Top of Records to use
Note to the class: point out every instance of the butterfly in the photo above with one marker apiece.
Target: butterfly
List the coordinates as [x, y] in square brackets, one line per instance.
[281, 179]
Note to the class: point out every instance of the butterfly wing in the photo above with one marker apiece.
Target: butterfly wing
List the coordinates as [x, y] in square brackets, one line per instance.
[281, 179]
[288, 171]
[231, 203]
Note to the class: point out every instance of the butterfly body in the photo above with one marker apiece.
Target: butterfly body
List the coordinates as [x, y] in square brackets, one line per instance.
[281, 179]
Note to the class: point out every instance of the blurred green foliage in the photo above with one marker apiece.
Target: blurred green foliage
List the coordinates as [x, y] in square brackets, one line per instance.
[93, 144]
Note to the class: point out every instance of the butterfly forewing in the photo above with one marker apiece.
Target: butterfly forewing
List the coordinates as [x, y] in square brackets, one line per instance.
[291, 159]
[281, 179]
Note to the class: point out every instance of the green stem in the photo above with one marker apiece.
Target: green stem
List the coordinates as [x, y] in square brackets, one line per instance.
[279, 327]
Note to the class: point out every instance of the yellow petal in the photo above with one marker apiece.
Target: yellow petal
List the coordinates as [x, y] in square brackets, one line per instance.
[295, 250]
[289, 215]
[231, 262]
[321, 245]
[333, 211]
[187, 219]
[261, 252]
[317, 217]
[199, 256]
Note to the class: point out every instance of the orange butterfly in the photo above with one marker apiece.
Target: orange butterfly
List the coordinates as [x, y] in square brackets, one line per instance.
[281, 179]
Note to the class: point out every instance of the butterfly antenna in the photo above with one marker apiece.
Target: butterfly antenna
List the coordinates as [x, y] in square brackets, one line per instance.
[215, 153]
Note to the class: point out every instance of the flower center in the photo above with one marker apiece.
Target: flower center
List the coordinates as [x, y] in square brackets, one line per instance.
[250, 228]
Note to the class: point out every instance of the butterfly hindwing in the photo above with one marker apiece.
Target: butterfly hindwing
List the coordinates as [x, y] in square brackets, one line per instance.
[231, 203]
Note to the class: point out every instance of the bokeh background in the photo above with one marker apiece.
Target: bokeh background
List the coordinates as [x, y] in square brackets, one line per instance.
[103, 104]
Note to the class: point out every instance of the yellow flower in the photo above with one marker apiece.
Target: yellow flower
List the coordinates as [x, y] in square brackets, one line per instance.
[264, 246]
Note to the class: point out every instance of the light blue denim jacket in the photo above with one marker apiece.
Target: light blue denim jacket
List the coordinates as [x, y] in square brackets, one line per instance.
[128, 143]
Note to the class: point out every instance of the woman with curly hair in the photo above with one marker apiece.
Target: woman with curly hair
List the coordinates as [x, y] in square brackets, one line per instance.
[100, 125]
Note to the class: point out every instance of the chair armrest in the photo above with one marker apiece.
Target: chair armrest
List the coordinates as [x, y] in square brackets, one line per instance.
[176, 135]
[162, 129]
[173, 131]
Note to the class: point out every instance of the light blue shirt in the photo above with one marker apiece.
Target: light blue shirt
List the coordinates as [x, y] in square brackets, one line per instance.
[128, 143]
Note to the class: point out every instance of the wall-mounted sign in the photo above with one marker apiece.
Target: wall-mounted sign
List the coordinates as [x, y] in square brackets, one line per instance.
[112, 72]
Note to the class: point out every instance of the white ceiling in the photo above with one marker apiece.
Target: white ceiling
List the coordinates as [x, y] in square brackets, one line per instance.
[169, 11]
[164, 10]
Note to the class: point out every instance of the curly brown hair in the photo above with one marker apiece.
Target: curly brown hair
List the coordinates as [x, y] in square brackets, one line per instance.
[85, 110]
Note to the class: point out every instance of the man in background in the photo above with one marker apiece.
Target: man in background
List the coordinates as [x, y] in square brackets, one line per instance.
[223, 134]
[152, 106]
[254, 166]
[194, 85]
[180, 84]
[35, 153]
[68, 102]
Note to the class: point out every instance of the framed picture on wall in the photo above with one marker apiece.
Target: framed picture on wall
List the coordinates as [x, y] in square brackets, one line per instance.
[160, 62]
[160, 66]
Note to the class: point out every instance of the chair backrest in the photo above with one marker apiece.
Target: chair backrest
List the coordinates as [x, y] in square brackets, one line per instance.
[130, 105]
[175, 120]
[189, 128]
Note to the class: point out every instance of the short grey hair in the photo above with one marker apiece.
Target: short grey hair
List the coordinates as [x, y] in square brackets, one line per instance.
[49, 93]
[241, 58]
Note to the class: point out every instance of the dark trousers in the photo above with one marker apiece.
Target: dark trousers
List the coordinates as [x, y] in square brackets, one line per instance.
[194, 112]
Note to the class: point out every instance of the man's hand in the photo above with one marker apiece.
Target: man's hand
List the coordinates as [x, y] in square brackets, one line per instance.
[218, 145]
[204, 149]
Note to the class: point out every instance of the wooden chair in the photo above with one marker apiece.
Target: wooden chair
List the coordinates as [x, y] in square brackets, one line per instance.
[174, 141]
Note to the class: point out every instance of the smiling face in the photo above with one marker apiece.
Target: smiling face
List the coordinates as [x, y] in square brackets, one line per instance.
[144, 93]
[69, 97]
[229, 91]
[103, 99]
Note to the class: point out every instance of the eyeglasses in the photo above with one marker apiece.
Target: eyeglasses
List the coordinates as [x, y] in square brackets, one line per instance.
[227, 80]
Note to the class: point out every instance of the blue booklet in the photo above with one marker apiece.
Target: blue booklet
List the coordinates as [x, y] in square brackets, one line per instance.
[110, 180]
Bottom of Records to use
## Task brief
Could you copy out all of the records above exactly?

## Answer box
Note to the class: point out every instance of the butterfly in the photo above with one marker apiece.
Target: butterfly
List the coordinates as [x, y] in square brackets, one line per instance.
[281, 179]
Note to the class: point out every instance of the butterfly wing in the photo above with one marker apiece.
Target: butterfly wing
List the coordinates as [x, y] in square brackets, one line per instance.
[281, 179]
[288, 171]
[231, 203]
Note to the class: point out every instance of the butterfly body in the photo above with one marker apiece.
Target: butterfly body
List the coordinates as [x, y] in square brackets, one line per instance.
[281, 179]
Note to the class: point out every instance of the blurred green foliage in the photo above with one marker apiece.
Target: blurred green foliage
List the coordinates as [x, y] in square brackets, one line per instance.
[93, 144]
Note to the class: point out every instance of the butterfly forewing in the photo above with one marker apiece.
Target: butterfly forewing
List the coordinates as [x, y] in square brackets, one line per instance.
[291, 159]
[281, 179]
Note to the class: point out every instance of the green stem in the photo above with one marker apiece.
Target: green stem
List the coordinates as [x, y] in square brackets, one line per instance.
[279, 327]
Note to the class: point out every instance of the yellow petal in the photo above with one marker apiece.
Target: yellow petal
List the coordinates as [x, y] in square brackets, one line per instance.
[295, 250]
[289, 215]
[231, 262]
[321, 245]
[333, 211]
[187, 219]
[261, 252]
[317, 217]
[199, 256]
Note to the class: point out every instance of the orange butterfly in the photo above with one marker apiece.
Target: orange butterfly
List the coordinates as [x, y] in square brackets, one line per instance.
[281, 179]
Note to the class: point out every instance of the butterfly antenna in the photo above with one marker apiece.
Target: butterfly antenna
List the coordinates as [x, y] in square brackets, one line per instance.
[215, 153]
Note to the class: point out every instance of the flower center in the photo above with one marker apiece.
Target: flower center
List the coordinates as [x, y] in square brackets, one line per instance.
[250, 228]
Note to the class: point out every instance of the butterfly hindwing in the photo above with one marker apiece.
Target: butterfly hindwing
List the coordinates as [x, y] in square brackets, one line per instance.
[231, 203]
Note to the class: point out every instance of the bokeh background in the photo above with one marker apiece.
Target: bokeh background
List the coordinates as [x, y] in square brackets, one line per instance.
[103, 104]
Note to the class: point out every instance of the yellow flower in the photo above with one marker apiece.
Target: yellow flower
List the coordinates as [x, y] in square brackets, one line per instance.
[264, 246]
Note to the class: point out every instance of the light blue denim jacket in the photo above with one marker apiece.
Target: light blue denim jacket
List the coordinates as [x, y] in square brackets, one line per instance.
[128, 143]
Note to the class: point out every instance of the woman with curly hair in the photo above with one marker apiece.
Target: woman with curly hair
List the coordinates as [x, y] in square brackets, one line per instance.
[100, 125]
Note to the class: point out every instance of the chair armrest in the photo above with one marker apiece.
Target: chair armrest
List the coordinates as [x, y] in square brackets, one line per instance.
[176, 135]
[162, 129]
[173, 131]
Note to the class: point out every instance of the light blue shirt in the photo above with one marker apiece.
Target: light blue shirt
List the coordinates as [x, y] in square brackets, one line per instance.
[128, 143]
Note to the class: point out every instance of the wall-mounted sign in the photo above with one marker apiece.
Target: wall-mounted sign
List the coordinates as [x, y] in square brackets, one line per instance.
[112, 72]
Note to the class: point out every instance of the white ceiling in the photo above with one marker apiece.
Target: white ceiling
List the coordinates as [x, y] in square brackets, one line per instance.
[169, 11]
[164, 10]
Note to the class: point out every instance of the curly brown hair in the photo above with one marker apiece.
Target: curly brown hair
List the coordinates as [x, y] in square brackets, one line per instance.
[85, 110]
Note to the class: point out every instance of the man in background in the photo above with one marker apiece.
Target: man in background
List the coordinates as [x, y] in square brackets, one line per instance.
[223, 134]
[152, 106]
[254, 166]
[194, 85]
[180, 84]
[35, 153]
[68, 102]
Note to the class: point out every instance of the framed picture on wall in the photo above with one marker apiece.
Target: framed picture on wall
List the coordinates as [x, y] in square brackets, one line per instance.
[160, 62]
[160, 66]
Note to the class: point out every instance of the chair backrest in the photo above with one marker apiece.
Target: chair backrest
List the coordinates as [x, y] in square brackets, one line per instance.
[130, 105]
[175, 120]
[189, 128]
Note to the class: point out every instance of the short grey hair in the photo above with one marker apiece.
Target: short grey hair
List the coordinates as [x, y] in square brackets, one line per instance.
[49, 93]
[241, 58]
Note to the class: point out every instance of the dark trousers in the photo above with one marker apiece.
Target: dark trousers
List the coordinates as [x, y] in square brackets, one line per instance.
[194, 112]
Note to the class: point out every instance of the man's hand in the photo above with one marker apiece.
Target: man's hand
List the coordinates as [x, y] in square brackets, one line per instance.
[218, 145]
[204, 149]
Note to the class: point out every instance of the wooden chair in the photo above with one marker apiece.
Target: wooden chair
List the coordinates as [x, y] in square brackets, one line per instance.
[174, 141]
Note to the class: point out every instance of the smiling face in the photo above with one marker apiece.
Target: smiling face
List the coordinates as [x, y] in square brackets, one line per instance.
[144, 93]
[69, 97]
[229, 91]
[103, 99]
Note to the class: point out every instance of the eyeglasses in the photo above with one marker apiece.
Target: eyeglasses
List the coordinates as [x, y] in square brackets, one line per instance.
[227, 80]
Note to the class: point out every instance of the blue booklet in the photo above with one marker apiece.
Target: blue booklet
List the coordinates as [x, y] in square brackets, one line per instance.
[110, 180]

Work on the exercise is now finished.